- Data in this exercise:
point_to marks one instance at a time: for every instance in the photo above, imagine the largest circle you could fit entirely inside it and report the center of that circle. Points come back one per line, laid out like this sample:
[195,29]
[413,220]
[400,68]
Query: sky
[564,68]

- Task brief: Could you copy the listing above word for word?

- Completed exercise:
point_to marks one instance at a time: for every instance in the photo above, imagine the largest circle you could fit entirely inside it and report the center of that circle. Points come back one per line, laid out like this sample:
[195,29]
[413,220]
[400,68]
Query: sky
[564,68]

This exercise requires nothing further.